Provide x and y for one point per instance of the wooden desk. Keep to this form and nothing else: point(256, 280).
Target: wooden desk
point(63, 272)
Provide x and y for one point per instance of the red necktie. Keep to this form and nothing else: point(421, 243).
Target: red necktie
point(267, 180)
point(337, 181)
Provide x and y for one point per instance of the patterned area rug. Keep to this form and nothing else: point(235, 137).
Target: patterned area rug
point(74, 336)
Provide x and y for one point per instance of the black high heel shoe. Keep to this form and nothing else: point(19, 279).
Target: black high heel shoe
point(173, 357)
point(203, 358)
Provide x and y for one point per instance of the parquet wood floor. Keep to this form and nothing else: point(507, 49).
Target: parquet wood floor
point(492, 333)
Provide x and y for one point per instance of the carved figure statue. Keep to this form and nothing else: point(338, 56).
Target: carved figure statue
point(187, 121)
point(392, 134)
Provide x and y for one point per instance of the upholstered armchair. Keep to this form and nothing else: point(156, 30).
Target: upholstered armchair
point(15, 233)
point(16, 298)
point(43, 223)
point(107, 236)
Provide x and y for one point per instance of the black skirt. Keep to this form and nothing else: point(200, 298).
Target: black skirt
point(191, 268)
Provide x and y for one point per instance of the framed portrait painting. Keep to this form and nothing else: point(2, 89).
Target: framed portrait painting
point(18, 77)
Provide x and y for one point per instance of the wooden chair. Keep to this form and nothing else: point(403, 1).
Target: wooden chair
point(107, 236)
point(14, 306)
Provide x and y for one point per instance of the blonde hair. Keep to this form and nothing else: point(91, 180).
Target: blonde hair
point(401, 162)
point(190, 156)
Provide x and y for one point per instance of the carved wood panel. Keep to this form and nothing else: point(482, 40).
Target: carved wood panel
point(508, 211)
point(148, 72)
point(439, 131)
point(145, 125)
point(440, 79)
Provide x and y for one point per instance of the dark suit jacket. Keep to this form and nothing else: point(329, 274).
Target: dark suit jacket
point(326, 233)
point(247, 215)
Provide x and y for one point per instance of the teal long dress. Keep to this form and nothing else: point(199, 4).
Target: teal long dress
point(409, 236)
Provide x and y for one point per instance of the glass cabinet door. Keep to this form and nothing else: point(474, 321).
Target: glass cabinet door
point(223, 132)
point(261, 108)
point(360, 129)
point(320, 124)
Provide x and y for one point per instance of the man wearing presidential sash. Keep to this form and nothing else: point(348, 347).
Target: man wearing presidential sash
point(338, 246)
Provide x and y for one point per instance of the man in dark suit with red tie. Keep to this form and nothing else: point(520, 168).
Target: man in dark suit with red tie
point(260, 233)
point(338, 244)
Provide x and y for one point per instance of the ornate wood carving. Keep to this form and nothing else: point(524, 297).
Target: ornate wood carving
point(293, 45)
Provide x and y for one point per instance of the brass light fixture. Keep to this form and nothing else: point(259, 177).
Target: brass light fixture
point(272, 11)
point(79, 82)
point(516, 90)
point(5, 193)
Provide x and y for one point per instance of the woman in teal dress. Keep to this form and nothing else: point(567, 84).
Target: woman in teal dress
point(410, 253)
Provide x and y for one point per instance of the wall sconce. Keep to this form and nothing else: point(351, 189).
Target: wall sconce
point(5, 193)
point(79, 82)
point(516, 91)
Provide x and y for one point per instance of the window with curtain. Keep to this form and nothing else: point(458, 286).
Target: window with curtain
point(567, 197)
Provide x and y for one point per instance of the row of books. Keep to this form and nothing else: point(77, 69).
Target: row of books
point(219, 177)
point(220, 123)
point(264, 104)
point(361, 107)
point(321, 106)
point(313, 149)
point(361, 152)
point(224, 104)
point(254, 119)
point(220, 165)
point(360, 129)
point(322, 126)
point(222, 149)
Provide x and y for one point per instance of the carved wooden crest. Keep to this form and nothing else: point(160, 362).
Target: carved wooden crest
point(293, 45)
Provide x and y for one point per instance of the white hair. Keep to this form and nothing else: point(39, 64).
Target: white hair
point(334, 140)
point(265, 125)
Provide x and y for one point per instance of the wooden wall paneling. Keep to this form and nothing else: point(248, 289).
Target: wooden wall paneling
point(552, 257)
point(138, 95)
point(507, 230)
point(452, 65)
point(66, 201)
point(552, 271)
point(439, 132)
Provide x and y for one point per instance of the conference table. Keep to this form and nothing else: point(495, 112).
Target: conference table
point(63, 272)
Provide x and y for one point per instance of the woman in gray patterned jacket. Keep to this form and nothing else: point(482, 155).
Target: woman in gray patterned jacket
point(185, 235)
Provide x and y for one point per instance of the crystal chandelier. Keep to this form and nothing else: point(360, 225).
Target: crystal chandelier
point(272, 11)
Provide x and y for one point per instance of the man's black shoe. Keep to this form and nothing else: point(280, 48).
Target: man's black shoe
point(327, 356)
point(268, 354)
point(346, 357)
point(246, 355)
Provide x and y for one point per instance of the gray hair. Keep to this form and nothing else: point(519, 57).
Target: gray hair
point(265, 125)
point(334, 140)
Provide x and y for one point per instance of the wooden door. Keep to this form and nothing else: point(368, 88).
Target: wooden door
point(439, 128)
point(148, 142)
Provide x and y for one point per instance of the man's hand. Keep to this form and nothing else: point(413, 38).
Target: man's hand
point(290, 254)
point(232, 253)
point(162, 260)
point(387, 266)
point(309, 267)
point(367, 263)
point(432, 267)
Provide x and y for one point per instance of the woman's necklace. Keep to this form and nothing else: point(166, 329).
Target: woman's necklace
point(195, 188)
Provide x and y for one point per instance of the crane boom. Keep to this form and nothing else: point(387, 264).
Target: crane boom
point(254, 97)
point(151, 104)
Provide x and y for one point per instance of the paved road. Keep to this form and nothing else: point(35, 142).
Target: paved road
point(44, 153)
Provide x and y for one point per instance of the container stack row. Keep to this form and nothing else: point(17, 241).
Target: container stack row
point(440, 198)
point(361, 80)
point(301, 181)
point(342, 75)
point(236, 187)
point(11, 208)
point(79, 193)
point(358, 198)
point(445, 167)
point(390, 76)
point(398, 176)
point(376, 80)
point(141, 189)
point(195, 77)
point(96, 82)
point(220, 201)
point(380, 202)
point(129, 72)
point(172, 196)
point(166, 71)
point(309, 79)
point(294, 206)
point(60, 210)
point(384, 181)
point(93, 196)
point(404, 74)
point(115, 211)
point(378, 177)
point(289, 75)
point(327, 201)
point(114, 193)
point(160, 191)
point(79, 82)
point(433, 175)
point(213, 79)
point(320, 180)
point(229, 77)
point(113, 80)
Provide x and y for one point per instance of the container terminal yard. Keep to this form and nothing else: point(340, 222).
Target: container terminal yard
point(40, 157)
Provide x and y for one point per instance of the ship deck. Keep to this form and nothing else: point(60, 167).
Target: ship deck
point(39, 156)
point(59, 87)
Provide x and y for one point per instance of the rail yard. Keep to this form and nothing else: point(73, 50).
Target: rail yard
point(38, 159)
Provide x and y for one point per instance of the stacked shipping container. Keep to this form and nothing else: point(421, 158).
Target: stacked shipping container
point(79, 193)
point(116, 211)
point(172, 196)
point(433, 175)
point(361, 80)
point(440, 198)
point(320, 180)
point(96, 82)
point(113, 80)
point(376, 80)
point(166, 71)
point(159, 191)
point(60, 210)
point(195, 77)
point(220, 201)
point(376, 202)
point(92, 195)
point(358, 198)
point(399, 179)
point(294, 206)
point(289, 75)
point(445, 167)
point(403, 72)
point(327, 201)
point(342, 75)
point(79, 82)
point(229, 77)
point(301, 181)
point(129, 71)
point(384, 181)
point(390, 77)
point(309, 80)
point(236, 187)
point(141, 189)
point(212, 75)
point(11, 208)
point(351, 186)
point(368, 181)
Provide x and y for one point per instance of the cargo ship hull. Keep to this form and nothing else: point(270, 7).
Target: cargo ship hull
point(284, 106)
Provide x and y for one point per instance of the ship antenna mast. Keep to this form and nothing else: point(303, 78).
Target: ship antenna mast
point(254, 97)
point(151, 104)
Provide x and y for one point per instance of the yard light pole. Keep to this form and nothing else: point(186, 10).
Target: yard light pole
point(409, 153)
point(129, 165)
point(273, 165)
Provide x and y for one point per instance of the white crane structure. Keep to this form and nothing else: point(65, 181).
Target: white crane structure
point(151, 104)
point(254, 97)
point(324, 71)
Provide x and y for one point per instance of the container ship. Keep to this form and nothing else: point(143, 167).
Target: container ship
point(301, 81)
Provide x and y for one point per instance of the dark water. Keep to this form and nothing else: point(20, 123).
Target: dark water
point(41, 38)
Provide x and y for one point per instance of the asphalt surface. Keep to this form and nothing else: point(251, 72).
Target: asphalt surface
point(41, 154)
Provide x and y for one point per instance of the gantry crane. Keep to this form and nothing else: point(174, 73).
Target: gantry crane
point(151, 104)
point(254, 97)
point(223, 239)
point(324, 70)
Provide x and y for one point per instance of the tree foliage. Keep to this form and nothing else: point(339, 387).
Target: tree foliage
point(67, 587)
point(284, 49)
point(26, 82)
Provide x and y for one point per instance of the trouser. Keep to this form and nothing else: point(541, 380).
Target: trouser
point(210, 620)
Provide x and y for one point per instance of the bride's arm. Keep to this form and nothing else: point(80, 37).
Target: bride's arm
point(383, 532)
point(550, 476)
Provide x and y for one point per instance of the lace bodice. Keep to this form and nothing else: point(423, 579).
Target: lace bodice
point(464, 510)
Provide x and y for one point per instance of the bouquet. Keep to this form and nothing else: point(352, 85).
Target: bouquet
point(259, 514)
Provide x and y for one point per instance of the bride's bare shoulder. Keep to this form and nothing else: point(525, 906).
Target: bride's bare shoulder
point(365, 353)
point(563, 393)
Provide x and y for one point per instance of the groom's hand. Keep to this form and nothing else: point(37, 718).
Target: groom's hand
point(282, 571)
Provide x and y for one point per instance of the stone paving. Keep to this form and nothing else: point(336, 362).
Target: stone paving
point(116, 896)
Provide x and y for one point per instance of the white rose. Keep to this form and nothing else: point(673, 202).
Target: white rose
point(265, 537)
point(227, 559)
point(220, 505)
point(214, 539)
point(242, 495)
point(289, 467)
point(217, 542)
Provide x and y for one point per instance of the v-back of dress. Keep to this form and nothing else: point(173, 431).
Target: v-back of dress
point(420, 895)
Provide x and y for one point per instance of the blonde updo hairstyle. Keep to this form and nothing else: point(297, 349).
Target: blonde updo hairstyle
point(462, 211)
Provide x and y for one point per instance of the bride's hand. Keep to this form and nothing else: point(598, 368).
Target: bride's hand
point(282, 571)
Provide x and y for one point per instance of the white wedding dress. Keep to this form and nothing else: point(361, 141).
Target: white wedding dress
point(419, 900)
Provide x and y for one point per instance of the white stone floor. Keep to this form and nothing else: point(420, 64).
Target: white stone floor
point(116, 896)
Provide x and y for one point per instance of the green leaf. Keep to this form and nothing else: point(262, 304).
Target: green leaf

·····

Include the first line, the line containing "else: point(338, 56).", and every line between them, copied exactly from the material above; output no other line.

Provide x and y for one point per instance of the wooden desk. Keep to this form and nothing else: point(256, 280).
Target: wooden desk
point(63, 272)
Provide x and y for one point per instance of the red necktie. Keep to this form and nothing else: point(421, 243).
Target: red necktie
point(267, 180)
point(337, 181)
Provide x and y for one point per instance of the patterned area rug. Keep to this form and nothing else: point(235, 137).
Target: patterned area rug
point(74, 336)
Provide x and y for one point per instance of the black high heel shoe. Keep to this form and nothing else: point(19, 279).
Target: black high heel shoe
point(173, 357)
point(203, 358)
Provide x and y for one point per instance of the parquet wood floor. Keep to this form and nothing else: point(507, 49).
Target: parquet wood floor
point(492, 333)
Provide x and y for one point per instance of the carved figure statue. Keep to this form and nothing else: point(338, 56).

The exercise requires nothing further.